Count the lines below that include the word "target" and write that number alone.

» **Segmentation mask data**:
* * *
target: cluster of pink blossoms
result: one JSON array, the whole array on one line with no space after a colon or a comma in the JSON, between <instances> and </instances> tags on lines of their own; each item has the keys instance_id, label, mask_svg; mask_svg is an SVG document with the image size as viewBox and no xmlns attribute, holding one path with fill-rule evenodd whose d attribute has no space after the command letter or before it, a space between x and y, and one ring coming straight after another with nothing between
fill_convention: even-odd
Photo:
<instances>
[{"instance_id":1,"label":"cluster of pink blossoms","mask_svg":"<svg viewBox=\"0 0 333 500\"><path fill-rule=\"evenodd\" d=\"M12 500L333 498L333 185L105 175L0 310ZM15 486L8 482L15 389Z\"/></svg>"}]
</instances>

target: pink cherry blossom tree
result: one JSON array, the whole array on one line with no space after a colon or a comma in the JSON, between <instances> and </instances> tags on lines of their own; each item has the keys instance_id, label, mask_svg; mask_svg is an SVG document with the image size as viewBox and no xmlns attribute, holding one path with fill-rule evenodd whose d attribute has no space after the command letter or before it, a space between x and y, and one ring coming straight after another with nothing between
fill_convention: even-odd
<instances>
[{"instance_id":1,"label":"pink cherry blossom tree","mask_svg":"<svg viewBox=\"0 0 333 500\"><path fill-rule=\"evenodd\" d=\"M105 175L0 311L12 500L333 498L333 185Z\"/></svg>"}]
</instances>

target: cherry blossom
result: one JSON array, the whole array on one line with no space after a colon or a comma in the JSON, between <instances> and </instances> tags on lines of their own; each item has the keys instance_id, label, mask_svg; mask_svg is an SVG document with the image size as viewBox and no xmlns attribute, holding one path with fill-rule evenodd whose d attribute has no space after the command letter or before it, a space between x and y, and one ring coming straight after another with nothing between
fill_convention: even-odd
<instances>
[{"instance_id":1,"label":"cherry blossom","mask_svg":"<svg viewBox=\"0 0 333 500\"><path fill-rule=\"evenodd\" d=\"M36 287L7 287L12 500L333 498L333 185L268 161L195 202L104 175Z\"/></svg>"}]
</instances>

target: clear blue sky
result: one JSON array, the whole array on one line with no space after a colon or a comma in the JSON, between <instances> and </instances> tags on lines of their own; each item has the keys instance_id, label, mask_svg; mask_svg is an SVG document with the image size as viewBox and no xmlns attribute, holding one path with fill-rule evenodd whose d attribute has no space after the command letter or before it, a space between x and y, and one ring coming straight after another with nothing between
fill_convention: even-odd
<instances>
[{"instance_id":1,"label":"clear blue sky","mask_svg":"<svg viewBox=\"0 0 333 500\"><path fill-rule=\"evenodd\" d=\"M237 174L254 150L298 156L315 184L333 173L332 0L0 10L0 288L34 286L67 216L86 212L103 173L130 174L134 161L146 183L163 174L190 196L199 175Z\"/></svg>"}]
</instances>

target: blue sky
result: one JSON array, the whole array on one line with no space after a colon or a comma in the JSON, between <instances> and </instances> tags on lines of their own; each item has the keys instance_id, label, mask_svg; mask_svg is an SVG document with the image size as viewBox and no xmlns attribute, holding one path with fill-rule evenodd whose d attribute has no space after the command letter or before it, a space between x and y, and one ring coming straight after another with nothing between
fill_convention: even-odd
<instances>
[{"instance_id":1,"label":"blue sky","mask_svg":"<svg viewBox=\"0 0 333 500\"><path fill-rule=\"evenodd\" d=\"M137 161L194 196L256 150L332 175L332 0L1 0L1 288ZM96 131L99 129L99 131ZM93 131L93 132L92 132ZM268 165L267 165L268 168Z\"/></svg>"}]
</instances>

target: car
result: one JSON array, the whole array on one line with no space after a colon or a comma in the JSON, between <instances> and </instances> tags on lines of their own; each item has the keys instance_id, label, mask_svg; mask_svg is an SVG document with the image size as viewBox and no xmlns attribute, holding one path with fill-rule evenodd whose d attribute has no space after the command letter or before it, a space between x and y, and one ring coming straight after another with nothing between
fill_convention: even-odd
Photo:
* * *
» **OUTPUT FOR THIS TASK**: 6